Molecular Biology and Reproduction

Germline Stem Cell Biology

Stem cells located within many adult tissues are necessary to ensure lifelong tissue longevity. Stem cells accomplish this by balancing maintenance of the stem cell reservoir, in a process known as self-renewal, with the continuous production of daughter cells through the process of differentiation. In reproductive biology, the continuous production of sperm by males originates from a population of germline stem cells. Studies by our group and others demonstrate that disruptions in the formation of germline stem cells have lasting impacts on sperm production, fertility, and inheritance long into adulthood. Therefore, our group aims to better understand the mechanisms by which germline stem cells form and gain the capacity to support lifelong sperm production. Our recent studies demonstrate that the RUNX family of transcriptions factors are necessary for newly formed germline stem cells to both self-renew and differentiate to produce sperm. How RUNX proteins accomplish this dual regulation of two opposing processes remains unknown and an ongoing area of our research.

Paternal Epigenetic Inheritance

Sperm are classically categorized as specialized motile cells that deliver the paternal genome to complete fertilization. Contrary to this traditional viewpoint, however, discoveries of the last decade have demonstrated that sperm influences early embryo development and can ultimately shape the health, fitness, and survival of progeny. During sperm production, the paternal genome is tightly compacted into the sperm head via specialized chromatin proteins known as protamines. Most histones that control genomic structure and gene expression are replaced by protamines but a small subset are retained. The reason histones are retained within sperm isn’t fully understood but is linked to embryo health and fertility. Therefore, another ongoing focus of our group is to explore sperm histone retention across species and functionally understand why histones are retained within sperm.

Phrase grounding data:

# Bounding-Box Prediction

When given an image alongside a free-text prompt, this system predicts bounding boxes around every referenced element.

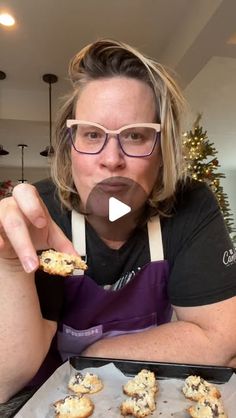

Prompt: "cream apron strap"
[148,216,164,261]
[71,210,86,275]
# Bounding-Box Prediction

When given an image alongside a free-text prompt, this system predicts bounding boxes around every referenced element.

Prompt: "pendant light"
[18,144,28,183]
[40,74,58,157]
[0,71,9,155]
[0,144,9,155]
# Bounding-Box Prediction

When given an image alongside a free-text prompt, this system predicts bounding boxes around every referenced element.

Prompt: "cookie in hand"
[39,250,88,276]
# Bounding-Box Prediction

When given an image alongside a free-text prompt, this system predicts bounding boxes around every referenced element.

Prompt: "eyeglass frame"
[66,119,161,158]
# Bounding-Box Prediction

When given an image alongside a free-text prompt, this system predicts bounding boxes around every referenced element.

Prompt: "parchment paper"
[15,362,236,418]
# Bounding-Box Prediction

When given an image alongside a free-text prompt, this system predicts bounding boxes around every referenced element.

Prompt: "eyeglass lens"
[71,123,157,156]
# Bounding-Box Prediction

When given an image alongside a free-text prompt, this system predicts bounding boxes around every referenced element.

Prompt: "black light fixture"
[40,74,58,157]
[0,144,9,155]
[0,71,6,80]
[0,71,9,155]
[18,144,28,183]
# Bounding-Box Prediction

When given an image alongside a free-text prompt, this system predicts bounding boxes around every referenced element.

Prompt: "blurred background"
[0,0,236,229]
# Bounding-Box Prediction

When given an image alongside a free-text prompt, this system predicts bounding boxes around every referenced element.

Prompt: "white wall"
[0,167,50,184]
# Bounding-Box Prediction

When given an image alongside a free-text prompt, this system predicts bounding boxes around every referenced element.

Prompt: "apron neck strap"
[71,210,164,261]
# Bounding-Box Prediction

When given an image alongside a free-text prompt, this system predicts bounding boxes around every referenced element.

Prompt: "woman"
[0,40,236,400]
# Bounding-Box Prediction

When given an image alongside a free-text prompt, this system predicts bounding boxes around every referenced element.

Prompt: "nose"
[100,135,125,171]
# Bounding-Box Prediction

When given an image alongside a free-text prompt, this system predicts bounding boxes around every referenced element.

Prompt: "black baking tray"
[69,356,236,384]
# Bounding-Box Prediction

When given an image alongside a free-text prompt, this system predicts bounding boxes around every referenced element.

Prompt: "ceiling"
[0,0,236,170]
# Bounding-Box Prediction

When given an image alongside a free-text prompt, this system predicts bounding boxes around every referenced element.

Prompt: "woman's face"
[71,77,161,217]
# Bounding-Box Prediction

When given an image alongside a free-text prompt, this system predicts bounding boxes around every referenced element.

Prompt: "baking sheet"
[15,357,236,418]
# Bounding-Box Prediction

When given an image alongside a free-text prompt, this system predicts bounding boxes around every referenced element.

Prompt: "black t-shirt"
[36,180,236,320]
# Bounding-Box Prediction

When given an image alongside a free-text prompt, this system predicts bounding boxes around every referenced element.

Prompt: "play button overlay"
[108,197,131,222]
[85,176,148,242]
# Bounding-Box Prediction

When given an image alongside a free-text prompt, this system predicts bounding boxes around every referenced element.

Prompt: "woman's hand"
[0,184,76,273]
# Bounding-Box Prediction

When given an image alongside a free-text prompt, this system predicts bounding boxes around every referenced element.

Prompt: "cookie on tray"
[120,390,156,418]
[39,250,87,276]
[53,395,94,418]
[123,369,158,396]
[68,372,103,393]
[182,376,221,401]
[188,396,227,418]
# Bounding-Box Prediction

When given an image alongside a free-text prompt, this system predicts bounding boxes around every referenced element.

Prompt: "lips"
[97,177,132,193]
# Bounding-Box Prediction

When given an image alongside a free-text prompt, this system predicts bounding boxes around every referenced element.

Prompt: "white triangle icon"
[109,197,131,222]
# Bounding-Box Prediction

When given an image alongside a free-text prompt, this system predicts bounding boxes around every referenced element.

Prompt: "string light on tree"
[183,114,236,242]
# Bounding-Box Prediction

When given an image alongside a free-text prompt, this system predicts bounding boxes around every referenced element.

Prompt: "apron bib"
[57,211,172,361]
[27,211,172,388]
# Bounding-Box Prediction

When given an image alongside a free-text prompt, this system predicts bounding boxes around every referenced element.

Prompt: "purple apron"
[28,212,172,384]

§ Apply what you read:
A - Answer these questions from the research overview, one per line:
(i) What is the process of maintaining the stem cell reservoir called?
(ii) Which family of transcription factors do newly formed germline stem cells need in order to self-renew and differentiate?
(iii) What specialized chromatin proteins compact the paternal genome into the sperm head?
B - Transcribe the part of the research overview starting at "Sperm are classically" and ending at "retained within sperm.".

§ List of solutions:
A -
(i) Self-renewal
(ii) The RUNX family
(iii) Protamines

B -
Sperm are classically categorized as specialized motile cells that deliver the paternal genome to complete fertilization. Contrary to this traditional viewpoint, however, discoveries of the last decade have demonstrated that sperm influences early embryo development and can ultimately shape the health, fitness, and survival of progeny. During sperm production, the paternal genome is tightly compacted into the sperm head via specialized chromatin proteins known as protamines. Most histones that control genomic structure and gene expression are replaced by protamines but a small subset are retained. The reason histones are retained within sperm isn’t fully understood but is linked to embryo health and fertility. Therefore, another ongoing focus of our group is to explore sperm histone retention across species and functionally understand why histones are retained within sperm.